**Document excerpt**
——
Hype, then, is like mass karaoke, where the verse is the anticipation and the chorus is the affirmation, but then the middle eight marks a swing into derision before circling back to the start.

I won’t name the act in question for two reasons: a) it’s probably a bit cruel this early in their career; and b) I would only be contributing further to the layers of hype (like an irony lasagne).

There are, inevitably, multiple conspiracy theories already flying around that they are a cynical concoction. They are rich, it is claimed. Or they have rich parents. Or they are operated by Svengali, Machiavelli or Mephistopheles. Or all three.

The facts we know about them are that they have a huge agent behind them, they have a huge management team working for them and they are signed to a huge label. They have released mere minutes of music officially and yet are getting the kind of hyperbolic media and social media coverage one associates with the breakthrough of [insert the name of the last buzz act that did or did not survive the hype here].

Whether or not I believe they are any good is beside the point. For the record, they were really good for 45% their set, reasonably good for 45% of their set and average-to-underwhelming for the remaining 10% of their set. To be fair, that’s a description of most live acts. In that regard, they have a roughly 50/50 chance of either making it or dramatically blowing it.

I should caveat all this by saying that I am not always the best at predicting success. I saw a badly dressed band at Glastonbury in summer 2000 who were getting some buzz and loudly announced to my friend, “These guys are going nowhere.” The following Monday, they released ‘Yellow’.

I saw The Darkness play a tiny pub in Salford as part of In The City before they had released a single. Justin Hawkins came through the crowd and down the corridor, where far too many people were jostling to get in for a look, riding on the shoulders of a roadie while playing a guitar solo and screeching as if he was Bon Scott and Angus Young at the same time. Again, I declared they would achieve nothing, predicting an eternity on the bill below the puppet show. As it turns out, I was wrong, then right, then partly wrong again.
——
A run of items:

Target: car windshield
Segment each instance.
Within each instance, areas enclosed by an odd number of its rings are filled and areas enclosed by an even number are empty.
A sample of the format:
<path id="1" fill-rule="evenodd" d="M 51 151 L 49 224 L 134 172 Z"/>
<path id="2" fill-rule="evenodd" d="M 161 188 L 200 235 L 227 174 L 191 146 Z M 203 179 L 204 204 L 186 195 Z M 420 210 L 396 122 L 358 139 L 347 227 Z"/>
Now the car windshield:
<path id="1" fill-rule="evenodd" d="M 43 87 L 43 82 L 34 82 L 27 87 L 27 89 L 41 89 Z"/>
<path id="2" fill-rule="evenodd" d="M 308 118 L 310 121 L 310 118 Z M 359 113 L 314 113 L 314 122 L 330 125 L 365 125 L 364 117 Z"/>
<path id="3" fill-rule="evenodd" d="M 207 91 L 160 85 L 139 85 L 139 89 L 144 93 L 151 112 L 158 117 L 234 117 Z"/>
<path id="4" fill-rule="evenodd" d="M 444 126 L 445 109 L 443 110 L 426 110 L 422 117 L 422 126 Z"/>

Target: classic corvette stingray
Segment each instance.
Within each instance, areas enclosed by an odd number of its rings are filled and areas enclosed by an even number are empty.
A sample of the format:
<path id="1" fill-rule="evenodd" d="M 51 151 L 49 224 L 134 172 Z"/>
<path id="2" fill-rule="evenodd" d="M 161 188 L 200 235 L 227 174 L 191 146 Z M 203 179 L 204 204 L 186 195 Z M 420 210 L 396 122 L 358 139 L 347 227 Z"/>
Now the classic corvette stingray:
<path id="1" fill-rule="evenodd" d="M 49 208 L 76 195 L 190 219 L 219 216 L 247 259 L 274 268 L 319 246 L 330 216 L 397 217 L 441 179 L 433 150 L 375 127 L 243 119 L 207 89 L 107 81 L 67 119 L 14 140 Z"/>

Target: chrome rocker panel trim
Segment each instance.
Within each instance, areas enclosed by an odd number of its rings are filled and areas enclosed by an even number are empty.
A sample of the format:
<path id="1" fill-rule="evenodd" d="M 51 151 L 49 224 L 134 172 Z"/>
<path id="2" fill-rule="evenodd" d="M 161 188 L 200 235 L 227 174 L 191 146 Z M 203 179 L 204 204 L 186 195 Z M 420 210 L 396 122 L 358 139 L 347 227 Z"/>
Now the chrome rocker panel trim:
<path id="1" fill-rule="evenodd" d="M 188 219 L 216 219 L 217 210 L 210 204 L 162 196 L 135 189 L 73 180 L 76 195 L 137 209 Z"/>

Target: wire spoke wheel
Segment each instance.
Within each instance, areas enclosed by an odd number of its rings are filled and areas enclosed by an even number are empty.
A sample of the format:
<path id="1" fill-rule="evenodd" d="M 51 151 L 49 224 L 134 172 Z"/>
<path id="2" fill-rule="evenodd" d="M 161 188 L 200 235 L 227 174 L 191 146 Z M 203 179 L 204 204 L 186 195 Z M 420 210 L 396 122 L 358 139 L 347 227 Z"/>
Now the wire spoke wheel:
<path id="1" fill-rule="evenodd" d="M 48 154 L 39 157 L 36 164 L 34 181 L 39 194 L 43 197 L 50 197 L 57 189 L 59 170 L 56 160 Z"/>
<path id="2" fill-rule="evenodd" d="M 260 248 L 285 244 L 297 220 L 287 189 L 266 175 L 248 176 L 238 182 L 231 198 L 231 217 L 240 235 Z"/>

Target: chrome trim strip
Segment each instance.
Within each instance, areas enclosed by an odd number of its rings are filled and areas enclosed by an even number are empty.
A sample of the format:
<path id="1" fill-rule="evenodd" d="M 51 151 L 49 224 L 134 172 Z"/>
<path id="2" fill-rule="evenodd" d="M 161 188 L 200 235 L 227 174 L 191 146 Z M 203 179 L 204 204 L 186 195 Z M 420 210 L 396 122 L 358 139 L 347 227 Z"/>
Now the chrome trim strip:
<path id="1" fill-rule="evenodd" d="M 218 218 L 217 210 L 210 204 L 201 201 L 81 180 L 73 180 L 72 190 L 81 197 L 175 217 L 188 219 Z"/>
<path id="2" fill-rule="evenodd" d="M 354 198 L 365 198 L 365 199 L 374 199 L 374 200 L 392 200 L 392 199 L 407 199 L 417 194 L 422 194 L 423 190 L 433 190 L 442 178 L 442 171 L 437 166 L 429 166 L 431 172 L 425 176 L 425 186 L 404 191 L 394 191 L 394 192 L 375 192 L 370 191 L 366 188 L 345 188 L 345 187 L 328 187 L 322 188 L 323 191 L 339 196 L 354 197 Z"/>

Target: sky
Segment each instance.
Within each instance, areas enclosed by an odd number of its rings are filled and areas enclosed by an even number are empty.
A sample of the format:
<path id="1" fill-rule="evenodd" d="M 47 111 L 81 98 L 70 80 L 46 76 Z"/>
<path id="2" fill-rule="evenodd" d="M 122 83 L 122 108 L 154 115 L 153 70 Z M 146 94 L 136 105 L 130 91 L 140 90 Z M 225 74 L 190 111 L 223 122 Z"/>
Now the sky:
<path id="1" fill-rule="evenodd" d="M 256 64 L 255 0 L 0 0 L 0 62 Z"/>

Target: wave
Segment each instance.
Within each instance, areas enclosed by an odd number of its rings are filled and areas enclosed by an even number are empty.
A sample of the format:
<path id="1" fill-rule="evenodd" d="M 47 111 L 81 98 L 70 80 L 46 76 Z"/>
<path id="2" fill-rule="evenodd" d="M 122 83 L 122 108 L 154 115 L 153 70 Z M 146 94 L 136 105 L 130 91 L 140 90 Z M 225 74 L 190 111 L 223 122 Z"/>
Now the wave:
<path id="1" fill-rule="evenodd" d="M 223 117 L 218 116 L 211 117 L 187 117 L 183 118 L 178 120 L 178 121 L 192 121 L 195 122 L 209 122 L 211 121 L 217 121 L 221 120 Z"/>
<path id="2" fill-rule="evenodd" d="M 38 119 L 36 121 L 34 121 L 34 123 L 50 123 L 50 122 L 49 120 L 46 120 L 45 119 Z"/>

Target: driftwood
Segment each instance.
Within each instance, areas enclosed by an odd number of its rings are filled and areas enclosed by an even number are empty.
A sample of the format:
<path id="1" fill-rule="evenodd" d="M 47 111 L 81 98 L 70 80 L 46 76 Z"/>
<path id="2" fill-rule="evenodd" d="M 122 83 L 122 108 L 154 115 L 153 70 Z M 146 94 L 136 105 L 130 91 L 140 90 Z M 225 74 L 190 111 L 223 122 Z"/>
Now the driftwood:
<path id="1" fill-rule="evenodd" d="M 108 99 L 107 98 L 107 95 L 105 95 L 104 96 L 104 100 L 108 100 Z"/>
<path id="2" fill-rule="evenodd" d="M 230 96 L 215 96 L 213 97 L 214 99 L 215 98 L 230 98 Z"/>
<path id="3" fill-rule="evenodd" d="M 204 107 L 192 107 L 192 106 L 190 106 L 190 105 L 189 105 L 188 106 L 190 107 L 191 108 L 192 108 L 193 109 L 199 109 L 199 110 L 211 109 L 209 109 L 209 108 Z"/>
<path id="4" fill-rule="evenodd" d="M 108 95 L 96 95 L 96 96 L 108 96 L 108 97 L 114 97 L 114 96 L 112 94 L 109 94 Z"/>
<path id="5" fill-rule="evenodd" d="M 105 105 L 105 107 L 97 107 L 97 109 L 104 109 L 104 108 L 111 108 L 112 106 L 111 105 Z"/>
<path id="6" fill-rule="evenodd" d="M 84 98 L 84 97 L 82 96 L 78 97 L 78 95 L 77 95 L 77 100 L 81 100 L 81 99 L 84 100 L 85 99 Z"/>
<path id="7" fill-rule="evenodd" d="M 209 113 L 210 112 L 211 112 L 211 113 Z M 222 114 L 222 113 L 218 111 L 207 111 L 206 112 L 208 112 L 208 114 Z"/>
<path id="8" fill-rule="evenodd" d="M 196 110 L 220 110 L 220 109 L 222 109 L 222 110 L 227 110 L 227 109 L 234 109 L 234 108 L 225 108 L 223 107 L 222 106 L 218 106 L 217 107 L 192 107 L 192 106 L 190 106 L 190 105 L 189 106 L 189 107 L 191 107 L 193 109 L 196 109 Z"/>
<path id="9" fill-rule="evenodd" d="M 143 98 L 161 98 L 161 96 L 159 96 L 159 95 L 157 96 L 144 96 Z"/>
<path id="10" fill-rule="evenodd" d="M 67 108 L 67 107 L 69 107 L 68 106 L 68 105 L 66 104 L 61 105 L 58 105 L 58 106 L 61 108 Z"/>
——
**Aim**
Could you continue the piece on music hype from its final sentence and write the paragraphs that come next?

**Result of the exercise**
My dubious A&R skills aside, this latest hotly-tipped band mostly made me incredibly sad for them. Yes, they are in the sulphuric blast of hype and astonishing blanket praise. Yes, they seemed to be having tremendous fun on stage. But the pressure on them to deliver on that hype is already overwhelming. I am getting the bends even thinking about it.

At a time when music is utterly, endlessly accessible, with our attention spans being shattered into a million pieces by a thousand algorithms, standing out, getting attention and holding onto that attention has never been harder. And it has never been riskier. You arrive amid overpowering scrutiny and you thrive or you die under that cruel, unflinching scrutiny.

It all reminds me of the febrile nature of Silicon Valley in 1999 when hype was the default setting and no one could even comprehend that the dot com crash was less than a year away.

“For such hyped startups or new acts, they have to become instantly profitable. If not, they are damned as instantly disposable.”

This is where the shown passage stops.